Hunter S. Thompson would have found much to fear and loathe in Macau, the former Portuguese colony rebranding itself as a gambling paradise. The good doctor (rest his soul) would have been vexed to discover that Macau, surrounded by water and crowded immigration checkpoints, is best entered by ferry, not gas-guzzling Caddy. No doubt he’d have been dismayed to learn that since Macau’s 1999 return to Chinese rule, hallucinogenic substances aren’t easily procured. But then again, when you can gaze at the Grand Lisboa casino, the newly built neon orb that throbs and pulses at the edge of the Macau peninsula like the Technicolor egg of some gargantuan radioactive monster, who really needs peyote?

Indeed, Western gamblers looking for something more exotic than Reno or the Riviera are in for a bit of a shock when they arrive in this smog-shrouded enclave. In Macau’s city center, the pastel façades of Senado Square and the ruins of St. Paul’s cathedral evoke Macau’s four centuries under Portuguese rule. But the frenzy of development elsewhere lends this Old World city the feeling of a frontier boomtown (albeit a relatively sober one: Macau’s hard-core gamblers prefer tea to liquor).

While Macau is now the world’s gaming capital last year revenue surged 22%, to $7 billion, vaulting the city ahead of Vegas – there are just a few decent restaurants and not much in the way of shopping or shows to speak of (yet). Still, Macau is a fascinating place to watch some of the most intense gambling around, both at the baccarat tables and amid vast, dusty construction sites, where high-rolling developers are betting billions.

####################

◆ Task to complete
Answer these questions from the Macau text:
1. In what year did Macau return to Chinese rule?
2. What do Macau's hard-core gamblers prefer to liquor?
3. By what percentage did Macau's gaming revenue surge last year, and to what amount?
The listing is drawn from a separate source, unrelated to the Macau text.

####################

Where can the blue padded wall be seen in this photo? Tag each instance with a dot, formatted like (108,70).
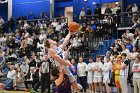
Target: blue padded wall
(24,7)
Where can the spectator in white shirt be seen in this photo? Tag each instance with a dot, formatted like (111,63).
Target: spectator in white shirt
(82,13)
(107,73)
(136,75)
(58,29)
(97,78)
(11,76)
(124,73)
(90,74)
(81,70)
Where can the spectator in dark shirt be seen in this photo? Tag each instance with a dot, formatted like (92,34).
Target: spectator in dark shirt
(97,10)
(11,23)
(32,62)
(108,10)
(117,45)
(31,16)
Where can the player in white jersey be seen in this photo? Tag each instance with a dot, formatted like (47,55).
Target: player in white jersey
(56,56)
(107,73)
(89,69)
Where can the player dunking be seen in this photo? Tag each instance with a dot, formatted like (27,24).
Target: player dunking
(58,59)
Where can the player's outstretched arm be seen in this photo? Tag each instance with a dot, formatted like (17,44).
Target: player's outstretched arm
(52,53)
(66,40)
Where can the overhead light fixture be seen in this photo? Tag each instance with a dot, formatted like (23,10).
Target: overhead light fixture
(3,1)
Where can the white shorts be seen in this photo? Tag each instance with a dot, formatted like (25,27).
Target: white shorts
(89,80)
(69,74)
(106,80)
(97,79)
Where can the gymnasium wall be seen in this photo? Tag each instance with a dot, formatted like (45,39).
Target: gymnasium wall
(4,11)
(24,7)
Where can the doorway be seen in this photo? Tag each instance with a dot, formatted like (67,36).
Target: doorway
(69,14)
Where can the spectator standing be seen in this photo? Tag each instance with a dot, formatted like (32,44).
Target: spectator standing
(1,21)
(88,11)
(25,69)
(125,50)
(31,16)
(81,70)
(98,74)
(107,73)
(45,81)
(108,10)
(97,10)
(117,45)
(124,73)
(12,24)
(89,69)
(134,8)
(129,46)
(82,13)
(116,71)
(136,75)
(11,76)
(29,79)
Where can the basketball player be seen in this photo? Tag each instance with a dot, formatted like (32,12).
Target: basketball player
(62,82)
(58,59)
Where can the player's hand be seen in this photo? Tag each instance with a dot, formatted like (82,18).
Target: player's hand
(73,68)
(69,47)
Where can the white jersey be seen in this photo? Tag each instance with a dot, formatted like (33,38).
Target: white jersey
(60,52)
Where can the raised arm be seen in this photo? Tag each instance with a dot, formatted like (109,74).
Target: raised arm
(66,40)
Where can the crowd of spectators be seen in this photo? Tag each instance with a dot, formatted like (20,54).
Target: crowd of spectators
(22,52)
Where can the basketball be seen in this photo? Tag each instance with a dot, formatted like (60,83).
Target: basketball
(73,26)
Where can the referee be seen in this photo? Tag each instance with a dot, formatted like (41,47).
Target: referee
(45,76)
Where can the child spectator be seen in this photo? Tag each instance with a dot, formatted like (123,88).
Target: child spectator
(107,73)
(98,74)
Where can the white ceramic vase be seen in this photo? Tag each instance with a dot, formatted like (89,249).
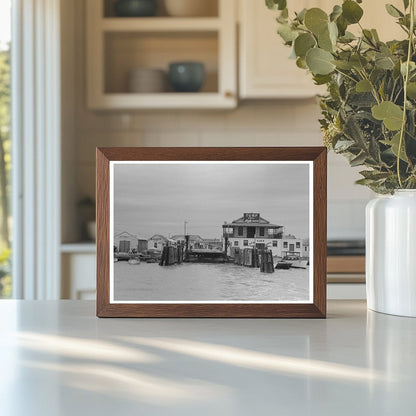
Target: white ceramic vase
(391,253)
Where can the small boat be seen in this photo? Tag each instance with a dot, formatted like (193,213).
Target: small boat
(300,264)
(283,264)
(134,260)
(294,262)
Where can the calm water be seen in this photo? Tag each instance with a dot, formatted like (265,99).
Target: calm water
(207,282)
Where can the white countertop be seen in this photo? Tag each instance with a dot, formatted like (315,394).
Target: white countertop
(57,358)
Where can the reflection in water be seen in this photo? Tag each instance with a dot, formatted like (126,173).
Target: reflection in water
(207,282)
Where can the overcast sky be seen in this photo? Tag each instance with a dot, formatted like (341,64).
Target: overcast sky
(158,198)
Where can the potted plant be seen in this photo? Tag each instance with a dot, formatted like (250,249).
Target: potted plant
(368,116)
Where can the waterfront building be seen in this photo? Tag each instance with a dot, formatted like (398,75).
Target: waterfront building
(157,242)
(213,244)
(195,241)
(124,242)
(251,230)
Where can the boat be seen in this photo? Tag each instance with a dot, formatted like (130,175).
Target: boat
(294,262)
(283,264)
(134,260)
(300,264)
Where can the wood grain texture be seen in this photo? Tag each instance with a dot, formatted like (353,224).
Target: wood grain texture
(317,309)
(346,264)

####################

◆ Written response
1. 1999
2. Tea
3. 22%, to $7 billion